[GIVEN DATA]
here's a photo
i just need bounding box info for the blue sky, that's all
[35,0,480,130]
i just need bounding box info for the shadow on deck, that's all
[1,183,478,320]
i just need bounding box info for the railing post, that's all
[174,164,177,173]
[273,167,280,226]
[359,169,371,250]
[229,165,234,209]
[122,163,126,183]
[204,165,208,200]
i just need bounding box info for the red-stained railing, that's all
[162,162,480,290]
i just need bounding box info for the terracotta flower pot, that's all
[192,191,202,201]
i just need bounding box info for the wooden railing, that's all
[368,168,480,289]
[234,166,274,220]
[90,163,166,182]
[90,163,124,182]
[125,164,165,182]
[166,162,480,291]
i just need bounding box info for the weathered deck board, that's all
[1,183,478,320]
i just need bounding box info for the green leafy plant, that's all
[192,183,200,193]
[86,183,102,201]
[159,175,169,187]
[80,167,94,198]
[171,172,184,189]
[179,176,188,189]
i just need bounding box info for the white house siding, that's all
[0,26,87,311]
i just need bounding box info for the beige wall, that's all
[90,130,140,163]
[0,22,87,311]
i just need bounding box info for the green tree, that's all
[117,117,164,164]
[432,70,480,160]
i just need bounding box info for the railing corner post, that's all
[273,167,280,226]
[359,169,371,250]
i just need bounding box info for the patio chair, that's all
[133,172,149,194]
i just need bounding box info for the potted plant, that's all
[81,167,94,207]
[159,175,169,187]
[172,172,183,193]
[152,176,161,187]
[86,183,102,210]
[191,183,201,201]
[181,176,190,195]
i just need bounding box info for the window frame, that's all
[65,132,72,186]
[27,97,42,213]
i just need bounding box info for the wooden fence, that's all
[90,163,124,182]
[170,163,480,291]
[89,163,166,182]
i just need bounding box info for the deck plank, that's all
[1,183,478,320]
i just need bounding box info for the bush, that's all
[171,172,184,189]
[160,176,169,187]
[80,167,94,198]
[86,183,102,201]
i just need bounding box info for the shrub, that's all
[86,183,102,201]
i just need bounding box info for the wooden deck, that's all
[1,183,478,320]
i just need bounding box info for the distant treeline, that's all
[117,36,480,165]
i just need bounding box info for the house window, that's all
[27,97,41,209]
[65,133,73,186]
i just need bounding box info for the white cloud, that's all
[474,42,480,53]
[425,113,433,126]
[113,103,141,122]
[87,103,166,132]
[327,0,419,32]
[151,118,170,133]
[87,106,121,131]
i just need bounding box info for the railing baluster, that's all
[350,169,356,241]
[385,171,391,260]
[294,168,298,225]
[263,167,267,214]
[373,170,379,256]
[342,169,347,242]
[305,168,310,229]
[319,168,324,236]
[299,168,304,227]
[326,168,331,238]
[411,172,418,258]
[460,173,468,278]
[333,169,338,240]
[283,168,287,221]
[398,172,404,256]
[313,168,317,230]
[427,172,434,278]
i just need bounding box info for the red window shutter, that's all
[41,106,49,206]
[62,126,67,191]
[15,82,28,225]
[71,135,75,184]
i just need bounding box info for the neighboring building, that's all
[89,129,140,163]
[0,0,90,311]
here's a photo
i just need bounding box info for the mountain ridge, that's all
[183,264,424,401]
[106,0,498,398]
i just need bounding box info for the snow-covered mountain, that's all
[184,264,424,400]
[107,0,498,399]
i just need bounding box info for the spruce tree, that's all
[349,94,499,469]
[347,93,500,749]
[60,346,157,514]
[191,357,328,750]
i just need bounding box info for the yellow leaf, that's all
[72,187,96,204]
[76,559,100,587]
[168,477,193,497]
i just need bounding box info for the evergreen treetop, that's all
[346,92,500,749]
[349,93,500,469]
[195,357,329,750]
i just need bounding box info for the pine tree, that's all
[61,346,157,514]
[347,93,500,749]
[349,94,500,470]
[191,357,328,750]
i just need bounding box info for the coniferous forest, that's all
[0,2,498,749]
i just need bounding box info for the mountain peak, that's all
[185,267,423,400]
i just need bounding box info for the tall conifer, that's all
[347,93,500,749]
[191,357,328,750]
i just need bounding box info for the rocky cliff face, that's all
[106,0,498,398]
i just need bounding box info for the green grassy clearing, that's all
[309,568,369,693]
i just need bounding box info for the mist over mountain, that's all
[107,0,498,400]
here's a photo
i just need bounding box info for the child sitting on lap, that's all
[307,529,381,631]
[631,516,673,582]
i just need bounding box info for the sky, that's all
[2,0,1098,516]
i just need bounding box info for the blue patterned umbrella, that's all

[INSTRUCTIONS FOR THE TASK] Transcribe every entry exactly.

[PROBLEM SOLUTION]
here's a photo
i just need bounding box info for the blue sky, that's all
[35,0,480,130]
i just need bounding box info for the shadow on deck, that's all
[1,183,478,320]
i just need bounding box info for the railing post, that's all
[174,164,177,173]
[273,167,280,226]
[359,169,371,250]
[229,165,234,209]
[122,163,126,183]
[204,165,208,200]
i just need bounding box info for the red-stained railing, that's all
[162,162,480,290]
i just need bounding box info for the terracotta flower pot, that's all
[192,191,202,201]
i just need bounding box info for the wooden railing, that's all
[368,168,480,289]
[234,166,274,220]
[90,163,166,182]
[90,163,124,182]
[125,164,165,182]
[166,162,480,291]
i just need bounding box info for the weathered deck board, that's all
[1,183,478,320]
i just need bounding box info for the green leafy plant, that's all
[192,183,200,193]
[86,183,102,201]
[159,175,169,187]
[80,167,94,198]
[171,172,184,189]
[179,176,188,189]
i just need bounding box info for the white house siding, that's all
[0,26,87,311]
i just need bounding box info for the beige wall, that's all
[90,130,140,163]
[0,22,87,311]
i just need bounding box info for the green tree, that's all
[117,117,164,164]
[432,70,480,160]
i just need bounding box info for the railing corner post, that's all
[273,167,280,226]
[359,169,371,250]
i just need bounding box info for the patio chair, that's all
[133,172,149,194]
i just need bounding box info for the potted plant, that's all
[81,167,94,207]
[159,175,169,187]
[172,172,183,193]
[152,176,161,187]
[86,183,102,210]
[191,183,201,201]
[181,176,190,195]
i just need bounding box info for the window frame, that's all
[65,132,72,186]
[27,97,42,213]
i just need bounding box info for the wooden fence, that's all
[90,163,124,182]
[170,163,480,291]
[89,163,166,182]
i just need bounding box info for the deck plank, that's all
[1,183,478,320]
i just need bounding box info for the bush, that's all
[171,172,184,189]
[160,176,169,187]
[80,167,94,198]
[86,183,102,201]
i just need bounding box info for the shrub, that's all
[86,183,102,201]
i just need bounding box info for the wooden deck, that's all
[1,183,478,320]
i just need bounding box info for the distant treeline, that's all
[117,36,480,165]
i just need bounding box info for the house window, that's all
[27,97,41,209]
[65,133,73,186]
i just need bounding box info for the white cloud, that's all
[474,42,480,53]
[425,113,433,126]
[113,103,141,122]
[87,103,166,132]
[327,0,419,32]
[151,118,170,133]
[87,106,121,131]
i just need bounding box info for the railing baluster, that's all
[350,169,356,241]
[385,171,391,260]
[294,168,298,225]
[263,167,267,214]
[373,170,379,256]
[342,169,347,242]
[305,168,310,229]
[319,168,324,236]
[299,168,304,227]
[326,168,331,238]
[411,172,418,258]
[460,173,468,278]
[333,169,338,240]
[283,168,287,221]
[398,172,404,256]
[313,168,317,230]
[427,172,434,278]
i just need bounding box info for the red window shutter, that's all
[41,106,49,206]
[62,126,67,191]
[15,82,28,225]
[71,135,75,184]
i just need bounding box info for the neighboring building, that's all
[89,129,140,163]
[0,0,90,311]
here's a photo
i just need bounding box info for the mountain ridge, that's all
[183,264,424,401]
[106,0,498,398]
i just need bounding box info for the snow-covered mountain, that's all
[184,264,424,400]
[107,0,498,399]
i just need bounding box info for the spruce tree, that's all
[349,94,499,469]
[347,93,500,749]
[60,346,157,514]
[191,357,328,750]
i just need bounding box info for the yellow leaf, that's all
[72,187,96,204]
[76,559,100,587]
[168,477,193,497]
i just need bounding box info for the evergreen treetop, that's all
[346,92,500,749]
[349,93,500,469]
[195,357,329,750]
i just need bounding box info for the pine tree, that's all
[61,346,157,514]
[347,93,500,749]
[349,94,500,470]
[191,357,328,750]
i just need bounding box info for the coniferous forest, that's all
[0,2,498,749]
i just need bounding box info for the mountain peak, that's all
[185,267,423,400]
i just need bounding box info for the tall conifer, that's all
[347,93,500,749]
[191,357,328,750]
i just need bounding box info for the rocky cliff face, that's all
[106,0,498,398]
i just need bounding box info for the green grassy clearing, that's all
[309,568,369,693]
i just need bounding box info for the mist over mountain, that's all
[107,0,498,400]
here's a photo
i just need bounding box info for the child sitting on lap, that's all
[307,529,381,631]
[631,516,673,582]
i just need bounding box info for the sky, that's all
[2,0,1098,516]
i just need bounding box info for the blue patterned umbrella, that's all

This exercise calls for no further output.